+++ Textauszug
Was sind Ihrer Meinung nach die dringendsten Herausforderungen für Wasserwirtschaftsbehörden in kleineren grenzüberschreitenden Flusseinzugsgebieten in Wallonien?

„Eine wesentliche Herausforderung besteht darin, die Kette von Niederschlagsvorhersagen bis hin zu Hochwasserauswirkungsprognosen zu stärken. Während Regen- und hydrologische Vorhersagen üblich sind, ist die Vorhersage der Hochwasserauswirkungen entscheidend für das Katastrophenmanagement. Die Kenntnis der Abflussmenge in Kubikmetern pro Sekunde reicht nicht aus – Wasserwirtschaftsbehörden müssen wissen, welche Straßen überflutet werden, wie tief das Wasser steht und wie die Strömungsgeschwindigkeit variiert. Diese Informationen helfen den Rettungsdiensten zu entscheiden, ob sie bestimmte Gebiete erreichen können und ob Menschen evakuiert werden müssen. 


Im Jahr 2021 war dieses Detailniveau nicht verfügbar, was es schwierig machte, kritische Entscheidungen zu treffen. Die Verbesserung der Systeme zur Hochwasserauswirkungsprognose wird das Katastrophenmanagement erheblich verbessern und die Auswirkungen künftiger Hochwasser verringern.“ 

Könnten Sie reflektieren, wie das Wassermanagement in Wallonien organisiert ist?
++++++
+++ Daten zur Bearbeitung
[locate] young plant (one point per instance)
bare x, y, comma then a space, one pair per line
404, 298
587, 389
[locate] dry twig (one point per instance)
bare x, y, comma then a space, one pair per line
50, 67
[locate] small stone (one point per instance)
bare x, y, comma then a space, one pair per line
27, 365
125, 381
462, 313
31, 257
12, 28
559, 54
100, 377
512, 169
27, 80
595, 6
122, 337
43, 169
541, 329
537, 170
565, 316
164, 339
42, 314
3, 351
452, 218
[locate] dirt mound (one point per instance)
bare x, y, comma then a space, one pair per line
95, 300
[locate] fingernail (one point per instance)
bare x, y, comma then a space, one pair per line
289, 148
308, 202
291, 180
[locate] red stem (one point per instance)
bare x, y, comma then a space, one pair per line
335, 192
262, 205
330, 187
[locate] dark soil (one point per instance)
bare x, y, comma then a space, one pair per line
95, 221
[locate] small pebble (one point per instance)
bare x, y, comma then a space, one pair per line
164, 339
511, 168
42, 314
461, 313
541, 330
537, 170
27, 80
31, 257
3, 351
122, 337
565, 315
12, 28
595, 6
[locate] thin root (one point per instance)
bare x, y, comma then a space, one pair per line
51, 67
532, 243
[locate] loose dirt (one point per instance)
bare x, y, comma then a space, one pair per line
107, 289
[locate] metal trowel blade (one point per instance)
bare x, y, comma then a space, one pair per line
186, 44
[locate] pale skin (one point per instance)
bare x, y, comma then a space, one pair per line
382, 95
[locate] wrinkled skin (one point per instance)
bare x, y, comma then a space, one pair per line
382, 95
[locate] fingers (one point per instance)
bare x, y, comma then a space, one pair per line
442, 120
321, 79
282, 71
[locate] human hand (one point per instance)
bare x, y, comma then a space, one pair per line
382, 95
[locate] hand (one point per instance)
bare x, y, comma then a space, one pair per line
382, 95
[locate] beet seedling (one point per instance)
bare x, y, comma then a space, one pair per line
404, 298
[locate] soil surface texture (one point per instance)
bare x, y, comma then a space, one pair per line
++++++
■ Aufgaben
1/ Beantworte zum Textauszug über Hochwasserprognosen kurz:
(a) In welcher Einheit wird die Abflussmenge angegeben?
(b) In welchem Jahr war das beschriebene Detailniveau nicht verfügbar?
(c) In welcher Region liegen die Flusseinzugsgebiete, nach denen gefragt wird?
2/ Formuliere in den Einträgen alles ab der Zeile mit „[locate] loose dirt (one point per instance)“ bis hinunter zum Ende der Einträge neu und setze dabei „complexion“ an die Stelle von „skin“. Alles Übrige bleibt unverändert.

■ Antworten
1/
(a) In Kubikmetern pro Sekunde.
(b) 2021.
(c) In Wallonien.

2/
[locate] loose dirt (one point per instance)
bare x, y, comma then a space, one pair per line
107, 289
[locate] metal trowel blade (one point per instance)
bare x, y, comma then a space, one pair per line
186, 44
[locate] pale complexion (one point per instance)
bare x, y, comma then a space, one pair per line
382, 95
[locate] wrinkled complexion (one point per instance)
bare x, y, comma then a space, one pair per line
382, 95
[locate] fingers (one point per instance)
bare x, y, comma then a space, one pair per line
442, 120
321, 79
282, 71
[locate] human hand (one point per instance)
bare x, y, comma then a space, one pair per line
382, 95
[locate] hand (one point per instance)
bare x, y, comma then a space, one pair per line
382, 95
[locate] beet seedling (one point per instance)
bare x, y, comma then a space, one pair per line
404, 298
[locate] soil surface texture (one point per instance)
bare x, y, comma then a space, one pair per line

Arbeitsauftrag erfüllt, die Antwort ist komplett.